BRIEF A
Print the stretch of the Vampire Weekend interview from "I dunno, I think" through "can't do that!", word for word.

He wrote all the lyrics [on
Contra] except for the songs 'Horchata' and 'Diplomat's Son', where we wrote lyrics together.
It seems like as lyricists you're still into that kind've, hierarchical 80's angle.
Wow...I dunno. There's some of that on our first record, but there's also elements of - I dunno pop from the 60's on the first record and I think that goes through this as well.
And class and inter-class relationships.
Yeah that's one of the themes. But there's also these big pop songs.
I'm not saying they're not pop songs. It's that not many people put those things in pop songs.
I dunno, I think you'd be surprised. Sometimes I wonder if the way that people interpret our band feeds into itself in some kind of weird way.
Of course it does because something like Pitchfork, if they go to town on a specific angle of a record, everyone paraphrases that. It becomes self-fulfilling.
I think the review of our record in Pitchfork though [for
Vampire Weekend] - I think he kind've got it. I've read some other reviews by him since and they're all quite good actually.
You'll have to send him the record specifically.
(Laughs) You can't do that!
What's your drive when you sit down with a blank piece of paper? To write a lyric for these songs, that you know you have to play for so long, and so often, and to so many people. What does that give back to you with what you're singing about?
Well hopefully in both our music and lyrics we're trying to express some kind of open-mindedness. Ultimately, the idea's to do that in a way that's integral [to the music]. And not tacked on and not hitting you over the head. Is the goal. And hopefully that makes it possible to feel really good about all these songs we make.
Vampire Weekend - 'Oxford Comma'
Do you listen back to Vampire Weekend very much?
I think with the first record I did more - because it was the first record that I produced and the first record I was in charge of, really, what it sounded like. I did listen to it occasionally to compare it. All four of us were being interviewed by the New York Times once and someone asked us this question and I was suprised when everyone in the band said they didn't (laughs). I feel an obligation, especially with the way things sound. You know you can remember some things sounding really awesome. And then some things bad and uneven. And you come back to them and it sounds great. Or you come back to it and it sounds small and not right, or not the way you remembered it. So I think it is important on that level. But yeah, I kind of stepped away from it. I think you need to know when something is done.

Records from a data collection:
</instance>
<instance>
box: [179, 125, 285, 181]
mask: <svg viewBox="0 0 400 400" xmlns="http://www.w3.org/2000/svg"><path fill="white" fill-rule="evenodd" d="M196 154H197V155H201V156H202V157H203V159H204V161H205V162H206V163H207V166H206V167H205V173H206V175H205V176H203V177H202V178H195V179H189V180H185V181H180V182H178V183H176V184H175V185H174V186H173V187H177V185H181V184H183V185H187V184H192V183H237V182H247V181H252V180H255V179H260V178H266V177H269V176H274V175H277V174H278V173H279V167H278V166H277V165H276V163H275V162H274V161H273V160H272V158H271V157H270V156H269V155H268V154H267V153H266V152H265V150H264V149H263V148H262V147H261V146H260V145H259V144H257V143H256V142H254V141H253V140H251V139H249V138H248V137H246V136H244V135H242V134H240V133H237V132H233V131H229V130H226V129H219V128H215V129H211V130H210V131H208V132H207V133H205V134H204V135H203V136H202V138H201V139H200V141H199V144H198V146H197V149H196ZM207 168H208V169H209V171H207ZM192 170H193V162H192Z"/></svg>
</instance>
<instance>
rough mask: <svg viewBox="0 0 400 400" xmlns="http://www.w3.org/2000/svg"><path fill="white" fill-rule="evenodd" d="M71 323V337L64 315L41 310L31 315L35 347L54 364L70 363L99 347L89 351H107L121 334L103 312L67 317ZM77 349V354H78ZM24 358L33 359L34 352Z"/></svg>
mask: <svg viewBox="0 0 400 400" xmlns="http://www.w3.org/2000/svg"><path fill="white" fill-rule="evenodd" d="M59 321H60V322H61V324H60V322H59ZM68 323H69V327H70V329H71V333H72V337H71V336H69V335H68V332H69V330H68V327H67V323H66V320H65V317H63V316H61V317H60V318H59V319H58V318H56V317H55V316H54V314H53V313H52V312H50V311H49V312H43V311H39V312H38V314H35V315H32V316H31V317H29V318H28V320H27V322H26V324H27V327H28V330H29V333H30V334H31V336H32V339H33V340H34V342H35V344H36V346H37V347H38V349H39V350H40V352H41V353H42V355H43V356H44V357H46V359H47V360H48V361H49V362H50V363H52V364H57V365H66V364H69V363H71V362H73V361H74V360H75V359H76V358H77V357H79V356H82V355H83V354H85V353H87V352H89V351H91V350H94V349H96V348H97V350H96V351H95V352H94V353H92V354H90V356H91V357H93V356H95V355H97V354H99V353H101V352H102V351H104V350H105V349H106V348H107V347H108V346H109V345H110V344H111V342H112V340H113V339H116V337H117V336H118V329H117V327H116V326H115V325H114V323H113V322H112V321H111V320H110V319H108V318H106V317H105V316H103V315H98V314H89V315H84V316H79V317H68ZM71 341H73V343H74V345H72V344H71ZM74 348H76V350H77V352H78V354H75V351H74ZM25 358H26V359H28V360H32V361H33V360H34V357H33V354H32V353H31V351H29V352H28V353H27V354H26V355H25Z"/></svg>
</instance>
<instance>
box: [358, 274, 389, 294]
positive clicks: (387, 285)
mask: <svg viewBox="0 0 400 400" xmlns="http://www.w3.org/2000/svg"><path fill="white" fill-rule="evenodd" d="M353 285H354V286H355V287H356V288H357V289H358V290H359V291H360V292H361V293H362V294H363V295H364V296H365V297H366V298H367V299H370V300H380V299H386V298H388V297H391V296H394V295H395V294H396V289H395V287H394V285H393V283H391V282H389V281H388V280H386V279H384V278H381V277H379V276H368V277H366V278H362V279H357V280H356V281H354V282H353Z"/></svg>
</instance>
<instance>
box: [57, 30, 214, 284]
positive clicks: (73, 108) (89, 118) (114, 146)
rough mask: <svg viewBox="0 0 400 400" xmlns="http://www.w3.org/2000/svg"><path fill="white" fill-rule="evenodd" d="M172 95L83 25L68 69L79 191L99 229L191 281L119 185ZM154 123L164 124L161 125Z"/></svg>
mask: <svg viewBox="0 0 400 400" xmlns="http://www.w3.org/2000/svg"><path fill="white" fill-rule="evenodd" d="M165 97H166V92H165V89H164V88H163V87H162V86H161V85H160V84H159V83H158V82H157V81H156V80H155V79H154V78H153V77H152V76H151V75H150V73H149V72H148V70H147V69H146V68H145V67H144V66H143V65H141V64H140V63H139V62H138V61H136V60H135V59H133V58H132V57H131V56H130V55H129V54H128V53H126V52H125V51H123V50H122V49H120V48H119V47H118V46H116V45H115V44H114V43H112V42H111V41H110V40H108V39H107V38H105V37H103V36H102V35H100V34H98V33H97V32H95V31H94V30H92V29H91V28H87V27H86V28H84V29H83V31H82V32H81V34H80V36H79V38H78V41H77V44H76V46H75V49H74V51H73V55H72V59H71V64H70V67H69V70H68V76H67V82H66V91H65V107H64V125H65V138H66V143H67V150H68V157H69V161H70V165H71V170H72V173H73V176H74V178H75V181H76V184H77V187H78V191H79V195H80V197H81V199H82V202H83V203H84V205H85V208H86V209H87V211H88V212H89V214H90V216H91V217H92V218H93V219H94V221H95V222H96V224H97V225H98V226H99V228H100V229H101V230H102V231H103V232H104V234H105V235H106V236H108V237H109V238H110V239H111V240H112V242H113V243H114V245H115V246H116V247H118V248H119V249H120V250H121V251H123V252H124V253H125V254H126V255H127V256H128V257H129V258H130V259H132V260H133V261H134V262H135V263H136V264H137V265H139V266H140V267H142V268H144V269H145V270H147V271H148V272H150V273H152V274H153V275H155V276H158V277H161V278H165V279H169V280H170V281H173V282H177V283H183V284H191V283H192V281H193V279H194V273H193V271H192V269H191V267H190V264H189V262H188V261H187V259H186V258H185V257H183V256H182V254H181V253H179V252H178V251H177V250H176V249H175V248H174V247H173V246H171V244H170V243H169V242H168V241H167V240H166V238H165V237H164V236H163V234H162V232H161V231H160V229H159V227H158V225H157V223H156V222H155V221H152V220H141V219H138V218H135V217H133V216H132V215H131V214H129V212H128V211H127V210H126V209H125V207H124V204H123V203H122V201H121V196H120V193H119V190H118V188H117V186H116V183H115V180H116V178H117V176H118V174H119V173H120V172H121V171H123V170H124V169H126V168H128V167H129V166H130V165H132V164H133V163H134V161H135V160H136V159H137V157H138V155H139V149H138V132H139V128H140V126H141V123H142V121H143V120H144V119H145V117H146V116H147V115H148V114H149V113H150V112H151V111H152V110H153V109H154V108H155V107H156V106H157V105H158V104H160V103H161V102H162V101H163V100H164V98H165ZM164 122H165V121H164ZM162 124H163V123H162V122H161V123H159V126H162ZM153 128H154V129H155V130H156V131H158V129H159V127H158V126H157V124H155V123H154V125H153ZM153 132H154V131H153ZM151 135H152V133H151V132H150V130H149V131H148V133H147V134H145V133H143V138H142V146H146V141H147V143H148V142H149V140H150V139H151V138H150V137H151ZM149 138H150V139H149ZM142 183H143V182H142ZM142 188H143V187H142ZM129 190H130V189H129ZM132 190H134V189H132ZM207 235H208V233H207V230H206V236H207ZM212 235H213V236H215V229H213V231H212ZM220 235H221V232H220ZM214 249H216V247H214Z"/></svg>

BRIEF B
Report each line of the records that contains the string "clicks", matching case exactly.

TASK OUTPUT A
I dunno, I think you'd be surprised. Sometimes I wonder if the way that people interpret our band feeds into itself in some kind of weird way.
Of course it does because something like Pitchfork, if they go to town on a specific angle of a record, everyone paraphrases that. It becomes self-fulfilling.
I think the review of our record in Pitchfork though [for
Vampire Weekend] - I think he kind've got it. I've read some other reviews by him since and they're all quite good actually.
You'll have to send him the record specifically.
(Laughs) You can't do that!

TASK OUTPUT B
positive clicks: (387, 285)
positive clicks: (73, 108) (89, 118) (114, 146)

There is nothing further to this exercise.